(Data extracted from a collection)
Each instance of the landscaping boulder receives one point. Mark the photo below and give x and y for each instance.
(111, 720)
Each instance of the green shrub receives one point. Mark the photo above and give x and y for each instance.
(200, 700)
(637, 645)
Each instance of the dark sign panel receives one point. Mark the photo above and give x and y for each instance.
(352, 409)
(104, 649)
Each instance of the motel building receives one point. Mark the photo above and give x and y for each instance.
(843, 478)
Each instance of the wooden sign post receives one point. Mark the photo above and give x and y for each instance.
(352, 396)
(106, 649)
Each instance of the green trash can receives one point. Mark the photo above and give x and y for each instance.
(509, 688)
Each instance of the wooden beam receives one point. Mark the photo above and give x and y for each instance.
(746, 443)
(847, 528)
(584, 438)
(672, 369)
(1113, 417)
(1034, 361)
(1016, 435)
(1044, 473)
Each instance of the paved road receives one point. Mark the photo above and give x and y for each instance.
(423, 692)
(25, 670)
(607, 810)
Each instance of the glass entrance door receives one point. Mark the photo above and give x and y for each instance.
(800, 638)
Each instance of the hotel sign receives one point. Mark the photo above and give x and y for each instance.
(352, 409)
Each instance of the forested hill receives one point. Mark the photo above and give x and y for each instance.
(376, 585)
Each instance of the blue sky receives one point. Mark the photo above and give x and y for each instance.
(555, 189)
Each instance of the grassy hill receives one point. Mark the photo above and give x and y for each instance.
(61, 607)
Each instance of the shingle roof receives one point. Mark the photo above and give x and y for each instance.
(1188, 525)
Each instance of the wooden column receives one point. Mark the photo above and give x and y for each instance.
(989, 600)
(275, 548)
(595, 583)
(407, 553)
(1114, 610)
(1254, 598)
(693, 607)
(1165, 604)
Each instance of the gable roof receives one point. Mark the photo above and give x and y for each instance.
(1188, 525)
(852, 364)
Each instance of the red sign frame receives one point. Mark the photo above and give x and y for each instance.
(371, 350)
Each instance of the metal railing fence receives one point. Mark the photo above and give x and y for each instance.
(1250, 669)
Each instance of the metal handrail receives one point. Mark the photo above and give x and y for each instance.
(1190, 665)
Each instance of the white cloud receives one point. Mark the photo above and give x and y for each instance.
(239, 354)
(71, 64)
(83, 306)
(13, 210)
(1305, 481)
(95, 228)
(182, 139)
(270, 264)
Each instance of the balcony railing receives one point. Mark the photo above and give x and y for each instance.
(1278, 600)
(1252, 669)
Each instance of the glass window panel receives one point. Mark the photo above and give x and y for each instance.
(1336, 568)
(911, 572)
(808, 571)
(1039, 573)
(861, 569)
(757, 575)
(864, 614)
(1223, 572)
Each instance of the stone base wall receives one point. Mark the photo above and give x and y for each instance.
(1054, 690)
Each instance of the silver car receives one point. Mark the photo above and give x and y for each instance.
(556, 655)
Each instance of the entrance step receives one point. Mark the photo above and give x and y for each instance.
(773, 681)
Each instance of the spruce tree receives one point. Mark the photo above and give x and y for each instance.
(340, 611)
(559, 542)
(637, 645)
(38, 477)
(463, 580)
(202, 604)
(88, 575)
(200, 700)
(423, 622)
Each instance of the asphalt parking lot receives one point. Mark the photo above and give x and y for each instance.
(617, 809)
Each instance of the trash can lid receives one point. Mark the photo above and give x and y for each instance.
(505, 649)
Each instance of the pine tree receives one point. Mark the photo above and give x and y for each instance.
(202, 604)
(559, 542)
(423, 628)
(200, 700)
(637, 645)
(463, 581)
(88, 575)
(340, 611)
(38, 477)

= What this task involves =
Could the data above be returned exactly as it stands?

= Output for this exercise =
Each instance of the landscaping boulder receives one point. Mark the photo below and give x and y for each instance.
(111, 720)
Each instance of the green shrub receives one point. Mark the photo above and give x and y for each instance.
(200, 700)
(637, 645)
Each instance of the dark sign panel receives one point. Mark the photo above and give x and y for each instance.
(352, 409)
(104, 649)
Each instance of the motel building receives one point. Mark the photo above and give x and y for each instance.
(843, 478)
Each instance of the wooden sign post receives one point. Mark the photo above and give x and y for each instance.
(352, 396)
(106, 649)
Each instance of the green trash can receives one point. Mark the photo above and give x and y for each instance.
(509, 688)
Each instance of the wooden beam receives one point. Mark the photo above and give x and y for each instance.
(746, 443)
(847, 528)
(584, 438)
(672, 369)
(1113, 417)
(1034, 361)
(1016, 435)
(1044, 473)
Each instance of the paved road receives one point. Mark the photo above and give x and y for each instance.
(423, 692)
(25, 670)
(607, 810)
Each instance of the glass entrance door receives one point. Mark the photo above and give x and y for each instance.
(800, 638)
Each instance of the hotel sign receives one point. Mark the photo above and give x and y for each instance.
(352, 409)
Each instance of the forested hill receives one point. Mark the photo above and give x and y for each instance.
(376, 585)
Each instance of the blue sky receives one point. Mark the photo above and give x and y for each instance.
(555, 189)
Each instance of the grassy hill receives one point. Mark the photo above and give x and y for each instance.
(61, 607)
Each instance of the shingle roof receives one point. Mark the photo above and give x and y for each instance.
(1188, 525)
Each instance of the wooden column receives one point. Mark the photo above and give x and y for each instance.
(989, 600)
(275, 548)
(595, 583)
(407, 553)
(1114, 610)
(1254, 598)
(693, 607)
(1165, 604)
Each instance of the gable roof receives one point. Mark the photo above and give x and y for each instance.
(1188, 525)
(852, 364)
Each instance of the red sign frame receives one point. Mark the photo above and give x and y for each instance.
(371, 350)
Each instance of the metal railing fence receives one point. Mark the photo above and give x and y for each instance.
(1250, 669)
Each instance of the metal handrail receives one point. Mark the photo above and give x and y for each instance.
(1190, 665)
Each instance of the white cloud receives one point. Mark the photo above and give x and y for each instance.
(239, 354)
(71, 64)
(83, 306)
(13, 210)
(1305, 481)
(95, 228)
(182, 139)
(270, 264)
Each instance of the balcony railing receives one point. Mark the photo above and give x and y for each instance.
(1278, 600)
(1252, 669)
Each instance of the glass window panel receives one point. Mark the photo above and give x and y for each instance.
(1336, 568)
(911, 572)
(808, 571)
(1039, 573)
(861, 569)
(757, 575)
(864, 614)
(1223, 572)
Each instance of the stone base wall receives one point. Mark the photo above and give x and y for each instance.
(1054, 690)
Each instance of the silver car receives one point. Mark the photo above and give x and y for each instance.
(556, 655)
Each instance of the entrance step receives one point. Mark the photo above and give x and y for each instance.
(773, 681)
Each instance of the spruce tree receives one point. Mark the photo above and give x and y for each instance.
(340, 611)
(559, 542)
(637, 645)
(38, 477)
(463, 580)
(202, 604)
(88, 575)
(200, 700)
(423, 622)
Each instance of the asphalt parking lot receives one point. Mark the photo above and give x and y for each instance.
(617, 809)
Each instance of the trash can lid receives one point. Mark the photo above and give x and y for each instance.
(505, 649)
Each instance of the pine tree receives one point. Mark the photo above and give x and y for each instance.
(202, 604)
(559, 542)
(423, 628)
(200, 700)
(637, 645)
(463, 581)
(88, 575)
(340, 611)
(38, 477)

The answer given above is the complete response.